Extrait choisi
━━━━━━━━━━━━━━━━
La BCE, qui a repris sa politique accommodante le 1er novembre, achète chaque mois pour 20 milliards d’euros d’obligations souveraines et, dans une moindre mesure, d’obligations de grandes entreprises de la zone. Elle avait déjà acquis pour 2.650 milliards d’euros de titres de dette entre 2015 et 2018. D’une valeur de 500milliards d’euros, le marché des obligations vertes est encore relativement étriqué. Selon ING, seules 10 à 15 % de ces obligations environ répondent aux conditions de la BCE: un programme de rachat entièrement écologique n’est donc pas envisageable.

“La BCE s’est fixé certaines limites, ajoute Peter Vanden Houte. Elle achète par exemple des obligations en fonction du poids qu’ont les pays vendeurs dans son capital. Elle n’acquiert jamais plus de 33 % de titres d’un même émetteur, ce qui la contraindrait à bloquer le rééchelonnement de la dette des pays ou des entreprises au bord de la faillite, pour éviter un financement monétaire. Car si la BCE créait de la monnaie et l’utilisait pour financer un pays, la Cour constitutionnelle allemande s’attellerait à faire respecter l’interdiction.”
━━━━━━━━━━━━━━━━
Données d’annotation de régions
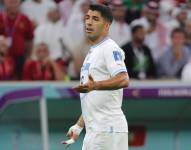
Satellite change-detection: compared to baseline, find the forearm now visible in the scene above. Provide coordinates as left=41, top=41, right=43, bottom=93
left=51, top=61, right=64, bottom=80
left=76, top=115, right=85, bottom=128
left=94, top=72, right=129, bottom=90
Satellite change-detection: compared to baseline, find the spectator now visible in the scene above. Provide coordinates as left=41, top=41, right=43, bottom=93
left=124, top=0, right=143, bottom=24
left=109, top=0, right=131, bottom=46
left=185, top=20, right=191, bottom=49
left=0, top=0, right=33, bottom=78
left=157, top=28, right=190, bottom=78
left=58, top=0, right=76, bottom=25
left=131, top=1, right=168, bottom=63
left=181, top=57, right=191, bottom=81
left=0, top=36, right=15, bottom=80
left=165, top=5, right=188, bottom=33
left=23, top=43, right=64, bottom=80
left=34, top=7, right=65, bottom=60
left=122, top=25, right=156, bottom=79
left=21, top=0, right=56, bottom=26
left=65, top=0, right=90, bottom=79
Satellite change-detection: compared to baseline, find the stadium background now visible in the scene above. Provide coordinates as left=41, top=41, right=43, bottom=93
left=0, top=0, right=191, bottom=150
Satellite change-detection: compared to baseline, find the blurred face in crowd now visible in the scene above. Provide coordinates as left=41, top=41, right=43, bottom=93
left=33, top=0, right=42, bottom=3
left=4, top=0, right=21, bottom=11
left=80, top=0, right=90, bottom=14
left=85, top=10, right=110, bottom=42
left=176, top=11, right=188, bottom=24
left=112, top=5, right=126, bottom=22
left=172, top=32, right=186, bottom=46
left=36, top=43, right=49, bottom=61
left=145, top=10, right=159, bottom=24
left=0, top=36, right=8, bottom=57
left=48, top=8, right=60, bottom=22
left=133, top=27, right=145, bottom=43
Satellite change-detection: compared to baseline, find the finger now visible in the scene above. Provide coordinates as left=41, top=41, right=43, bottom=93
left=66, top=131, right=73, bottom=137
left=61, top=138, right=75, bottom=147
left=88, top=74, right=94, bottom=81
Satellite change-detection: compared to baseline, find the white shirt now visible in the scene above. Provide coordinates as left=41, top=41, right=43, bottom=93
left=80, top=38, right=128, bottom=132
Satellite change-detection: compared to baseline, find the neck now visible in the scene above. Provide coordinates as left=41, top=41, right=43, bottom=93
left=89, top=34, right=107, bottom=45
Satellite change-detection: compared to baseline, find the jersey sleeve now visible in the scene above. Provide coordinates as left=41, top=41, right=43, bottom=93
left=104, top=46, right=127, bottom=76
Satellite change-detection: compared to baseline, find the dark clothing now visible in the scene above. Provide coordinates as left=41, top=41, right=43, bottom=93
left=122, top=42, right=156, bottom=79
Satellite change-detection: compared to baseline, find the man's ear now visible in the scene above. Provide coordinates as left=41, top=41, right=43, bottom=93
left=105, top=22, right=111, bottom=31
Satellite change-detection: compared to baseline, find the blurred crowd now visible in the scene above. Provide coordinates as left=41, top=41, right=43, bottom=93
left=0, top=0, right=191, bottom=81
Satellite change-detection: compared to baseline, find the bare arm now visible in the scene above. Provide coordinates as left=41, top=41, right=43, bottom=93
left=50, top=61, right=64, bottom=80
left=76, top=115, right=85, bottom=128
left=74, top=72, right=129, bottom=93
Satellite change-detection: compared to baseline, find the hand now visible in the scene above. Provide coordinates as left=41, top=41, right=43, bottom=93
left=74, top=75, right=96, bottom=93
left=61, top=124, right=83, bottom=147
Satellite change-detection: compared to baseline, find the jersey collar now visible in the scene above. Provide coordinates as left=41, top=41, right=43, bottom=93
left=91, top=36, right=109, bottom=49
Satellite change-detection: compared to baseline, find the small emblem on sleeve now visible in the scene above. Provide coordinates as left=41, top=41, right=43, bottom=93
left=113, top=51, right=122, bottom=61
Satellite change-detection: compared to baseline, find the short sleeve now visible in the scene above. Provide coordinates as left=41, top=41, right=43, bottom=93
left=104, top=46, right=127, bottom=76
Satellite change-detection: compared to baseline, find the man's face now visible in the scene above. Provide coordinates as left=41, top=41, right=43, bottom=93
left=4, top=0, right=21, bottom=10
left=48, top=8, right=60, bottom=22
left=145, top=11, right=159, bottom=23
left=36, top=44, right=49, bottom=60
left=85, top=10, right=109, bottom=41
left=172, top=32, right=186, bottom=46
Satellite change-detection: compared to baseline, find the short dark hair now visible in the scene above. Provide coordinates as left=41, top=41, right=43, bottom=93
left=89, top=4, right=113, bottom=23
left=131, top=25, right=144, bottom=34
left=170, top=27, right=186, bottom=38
━━━━━━━━━━━━━━━━
Consignes
1 > Traduisez en anglais cette phrase de l’extrait sur la BCE : « Elle avait déjà acquis pour 2.650 milliards d’euros de titres de dette entre 2015 et 2018. »
2 > Poursuivez l’extrait sur les rachats d’obligations de la BCE en reprenant juste après sa dernière phrase.

Réponses ci-dessous
1 > It had already bought €2,650 billion worth of debt securities between 2015 and 2018.

2 >
En sa qualité d’autorité de surveillance, la BCE peut encourager la politique écologique des banques de la zone. “Sa politique prudentielle l’autorise à surveiller les risques environnementaux au sein des portefeuilles des établissements bancaires, poursuit notre interlocuteur. Le Royaume-Uni a récemment annoncé que ses banques seraient soumises à des tests de résistance aux risques environnementaux, ce qui serait faisable dans la zone euro également.” Le risque de réputation pourrait en effet décourager les organismes d’investir massivement dans des entreprises polluantes.

Objectif d’inflation

Les statuts de la BCE ne précisent pas ce qu’il faut entendre par stabilité des prix. “En 2003, l’institution a évoqué, pour répondre à cette question, un taux d’inflation à moyen terme ‘inférieur à, mais proche de 2 %'”, rappelle Peter Vanden Houte. La déflation, c’est-à-dire la baisse structurelle des prix, est dangereuse, car elle incite ménages et entreprises à reporter leurs dépenses et investissements jusqu’à ce que les étiquettes diminuent encore. Les banques centrales veulent absolument éviter cette spirale négative.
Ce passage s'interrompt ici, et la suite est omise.